- [Instructions to follow] All lines of the entries with "below" in them must be listed.

- [Stored data entries]
----
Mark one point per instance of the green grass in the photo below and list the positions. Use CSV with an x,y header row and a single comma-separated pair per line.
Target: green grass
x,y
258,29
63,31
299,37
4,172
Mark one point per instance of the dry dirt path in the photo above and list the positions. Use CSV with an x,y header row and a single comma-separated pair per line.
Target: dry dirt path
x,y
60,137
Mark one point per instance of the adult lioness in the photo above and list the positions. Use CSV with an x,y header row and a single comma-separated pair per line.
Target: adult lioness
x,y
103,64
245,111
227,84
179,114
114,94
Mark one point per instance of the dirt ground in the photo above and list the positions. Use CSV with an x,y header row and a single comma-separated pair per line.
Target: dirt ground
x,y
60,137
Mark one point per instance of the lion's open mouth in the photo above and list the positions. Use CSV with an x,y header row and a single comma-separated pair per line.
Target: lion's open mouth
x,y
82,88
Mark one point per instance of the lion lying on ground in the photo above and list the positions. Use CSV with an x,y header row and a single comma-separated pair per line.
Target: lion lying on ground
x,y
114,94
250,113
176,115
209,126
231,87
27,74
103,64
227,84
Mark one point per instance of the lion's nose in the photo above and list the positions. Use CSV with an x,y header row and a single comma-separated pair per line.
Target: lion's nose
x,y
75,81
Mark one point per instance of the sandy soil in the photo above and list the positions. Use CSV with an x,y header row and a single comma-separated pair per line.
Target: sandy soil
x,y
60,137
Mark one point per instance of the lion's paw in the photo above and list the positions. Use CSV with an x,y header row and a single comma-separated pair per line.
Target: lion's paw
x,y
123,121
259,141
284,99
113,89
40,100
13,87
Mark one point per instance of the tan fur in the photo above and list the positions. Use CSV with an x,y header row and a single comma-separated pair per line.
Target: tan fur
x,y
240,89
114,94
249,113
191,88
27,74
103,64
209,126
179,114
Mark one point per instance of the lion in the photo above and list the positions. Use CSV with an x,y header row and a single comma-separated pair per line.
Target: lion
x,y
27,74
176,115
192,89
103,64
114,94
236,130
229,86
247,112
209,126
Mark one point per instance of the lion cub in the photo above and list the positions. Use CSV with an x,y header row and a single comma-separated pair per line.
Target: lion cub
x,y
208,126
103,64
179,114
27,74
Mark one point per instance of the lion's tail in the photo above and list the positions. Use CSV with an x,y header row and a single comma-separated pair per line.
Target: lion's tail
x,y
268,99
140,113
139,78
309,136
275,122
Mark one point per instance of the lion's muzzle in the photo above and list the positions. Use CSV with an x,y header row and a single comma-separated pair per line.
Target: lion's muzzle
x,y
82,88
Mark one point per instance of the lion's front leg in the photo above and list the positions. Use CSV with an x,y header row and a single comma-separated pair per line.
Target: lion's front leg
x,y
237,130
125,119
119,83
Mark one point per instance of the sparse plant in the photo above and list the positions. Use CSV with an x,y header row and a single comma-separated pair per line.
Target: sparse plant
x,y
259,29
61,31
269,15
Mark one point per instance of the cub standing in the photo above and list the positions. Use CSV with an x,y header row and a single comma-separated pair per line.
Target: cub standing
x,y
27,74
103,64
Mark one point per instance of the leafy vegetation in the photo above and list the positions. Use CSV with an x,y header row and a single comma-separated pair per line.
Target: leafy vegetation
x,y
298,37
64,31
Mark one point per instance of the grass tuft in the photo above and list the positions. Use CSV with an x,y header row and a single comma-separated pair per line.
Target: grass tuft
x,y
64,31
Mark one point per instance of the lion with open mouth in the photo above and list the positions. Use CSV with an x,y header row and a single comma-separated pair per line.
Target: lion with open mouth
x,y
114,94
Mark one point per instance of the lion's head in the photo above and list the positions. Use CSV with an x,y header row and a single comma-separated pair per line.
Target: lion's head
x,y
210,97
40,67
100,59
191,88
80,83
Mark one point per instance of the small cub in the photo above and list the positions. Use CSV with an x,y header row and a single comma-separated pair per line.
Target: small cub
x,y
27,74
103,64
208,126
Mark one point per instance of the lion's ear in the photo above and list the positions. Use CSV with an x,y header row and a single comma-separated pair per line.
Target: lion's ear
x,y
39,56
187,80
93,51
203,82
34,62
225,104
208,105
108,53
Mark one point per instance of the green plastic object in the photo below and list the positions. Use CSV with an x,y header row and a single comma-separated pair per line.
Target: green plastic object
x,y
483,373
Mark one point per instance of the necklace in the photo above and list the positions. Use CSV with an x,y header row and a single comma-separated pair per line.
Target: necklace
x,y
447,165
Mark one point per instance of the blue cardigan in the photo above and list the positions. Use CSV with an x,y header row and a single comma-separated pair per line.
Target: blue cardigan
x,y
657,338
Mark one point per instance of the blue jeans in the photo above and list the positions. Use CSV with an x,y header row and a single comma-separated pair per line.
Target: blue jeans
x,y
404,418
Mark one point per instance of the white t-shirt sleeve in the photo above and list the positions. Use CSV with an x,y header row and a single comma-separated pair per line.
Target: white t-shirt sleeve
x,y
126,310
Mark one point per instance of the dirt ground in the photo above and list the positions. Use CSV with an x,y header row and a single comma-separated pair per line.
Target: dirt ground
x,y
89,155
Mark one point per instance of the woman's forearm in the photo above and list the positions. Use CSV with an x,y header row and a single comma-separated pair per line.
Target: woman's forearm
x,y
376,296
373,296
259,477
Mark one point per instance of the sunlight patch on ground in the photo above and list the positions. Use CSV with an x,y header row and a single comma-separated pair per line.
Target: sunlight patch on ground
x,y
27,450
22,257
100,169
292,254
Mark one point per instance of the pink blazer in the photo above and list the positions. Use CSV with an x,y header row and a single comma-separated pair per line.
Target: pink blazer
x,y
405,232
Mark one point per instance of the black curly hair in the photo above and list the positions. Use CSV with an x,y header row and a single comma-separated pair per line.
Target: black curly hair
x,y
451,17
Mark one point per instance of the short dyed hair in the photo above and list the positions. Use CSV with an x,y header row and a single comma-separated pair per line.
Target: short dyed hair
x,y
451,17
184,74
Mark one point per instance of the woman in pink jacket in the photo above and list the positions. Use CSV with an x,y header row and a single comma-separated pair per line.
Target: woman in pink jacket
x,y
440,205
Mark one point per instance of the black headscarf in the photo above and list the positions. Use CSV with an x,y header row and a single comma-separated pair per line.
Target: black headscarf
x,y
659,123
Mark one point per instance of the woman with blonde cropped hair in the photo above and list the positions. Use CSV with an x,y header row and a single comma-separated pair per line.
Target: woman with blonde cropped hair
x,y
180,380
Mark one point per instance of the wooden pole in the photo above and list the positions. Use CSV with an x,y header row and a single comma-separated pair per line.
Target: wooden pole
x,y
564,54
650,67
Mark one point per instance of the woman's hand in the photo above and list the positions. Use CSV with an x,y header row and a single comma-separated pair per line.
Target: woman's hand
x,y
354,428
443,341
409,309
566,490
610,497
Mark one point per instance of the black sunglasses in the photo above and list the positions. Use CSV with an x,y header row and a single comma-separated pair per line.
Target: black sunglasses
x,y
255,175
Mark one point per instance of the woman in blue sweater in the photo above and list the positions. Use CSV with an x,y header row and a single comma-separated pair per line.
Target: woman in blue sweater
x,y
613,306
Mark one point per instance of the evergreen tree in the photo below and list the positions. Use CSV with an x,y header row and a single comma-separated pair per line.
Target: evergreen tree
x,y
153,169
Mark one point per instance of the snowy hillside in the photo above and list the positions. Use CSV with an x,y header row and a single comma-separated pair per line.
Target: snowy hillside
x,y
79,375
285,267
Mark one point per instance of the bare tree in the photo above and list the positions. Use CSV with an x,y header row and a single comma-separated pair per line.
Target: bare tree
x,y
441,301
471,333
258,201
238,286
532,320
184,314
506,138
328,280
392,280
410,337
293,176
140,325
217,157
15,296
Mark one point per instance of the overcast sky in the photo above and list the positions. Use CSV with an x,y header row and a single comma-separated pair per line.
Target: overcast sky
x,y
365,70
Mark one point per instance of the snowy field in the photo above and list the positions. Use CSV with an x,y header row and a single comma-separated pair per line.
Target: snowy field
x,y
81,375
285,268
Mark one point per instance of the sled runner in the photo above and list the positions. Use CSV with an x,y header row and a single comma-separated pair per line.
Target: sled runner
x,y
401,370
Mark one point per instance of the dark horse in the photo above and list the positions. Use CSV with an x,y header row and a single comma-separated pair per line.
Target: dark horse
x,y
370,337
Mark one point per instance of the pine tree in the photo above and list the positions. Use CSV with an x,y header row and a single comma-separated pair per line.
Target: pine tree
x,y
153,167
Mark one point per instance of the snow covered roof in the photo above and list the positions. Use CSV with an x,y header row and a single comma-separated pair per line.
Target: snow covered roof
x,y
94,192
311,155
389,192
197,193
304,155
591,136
----
- [Result of this exercise]
Mark one point per instance of the green grass in the photo below and list the positions. Use CSV with an x,y header row and a single comma-separated pair per line.
Mark one point per instance of the green plastic object in the photo below and list the positions. Use CSV with an x,y header row and a single comma-separated pair per line.
Mark one point per instance of the evergreen tree in the photo below and list the positions. Use CSV with an x,y header row and a single comma-separated pair per line.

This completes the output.